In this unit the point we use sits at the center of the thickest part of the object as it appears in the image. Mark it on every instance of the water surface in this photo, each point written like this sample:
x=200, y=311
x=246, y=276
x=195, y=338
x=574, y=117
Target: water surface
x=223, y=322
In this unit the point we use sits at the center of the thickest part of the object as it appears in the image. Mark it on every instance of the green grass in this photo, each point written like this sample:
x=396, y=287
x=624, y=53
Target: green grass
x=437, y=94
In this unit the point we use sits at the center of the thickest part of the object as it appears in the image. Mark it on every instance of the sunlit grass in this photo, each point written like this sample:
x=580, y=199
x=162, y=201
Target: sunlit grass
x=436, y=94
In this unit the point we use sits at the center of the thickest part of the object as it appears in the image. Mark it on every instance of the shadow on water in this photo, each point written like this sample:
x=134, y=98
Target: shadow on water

◆ WHAT YOU SHOULD DO ◆
Give every part of the material again, exactly as written.

◆ ANSWER SPACE ◆
In this unit the point we use sits at the center of the thickest part of the object as it appears in the image. Mark it on every instance of the water surface in this photo, each point written like this sample:
x=200, y=311
x=246, y=276
x=195, y=338
x=574, y=117
Target: water surface
x=223, y=322
In this unit the point we use sits at the center of the thickest part of the object as it appears in the image. Mark it on every instance of the green grass in this photo, each point written like this sample:
x=396, y=287
x=624, y=53
Target: green grass
x=437, y=94
In this unit the point we use sits at the center of the thickest part of the object as it appears in the image. Mark it on every instance of the sunlit grass in this photo, each point written like this sample:
x=580, y=199
x=162, y=201
Target: sunlit grass
x=436, y=94
In this unit the point we use sits at the center of the thickest part of the object as it appears in the image. Mark it on every instance of the shadow on water in this photo, each point written like this sample:
x=134, y=98
Target: shadow on water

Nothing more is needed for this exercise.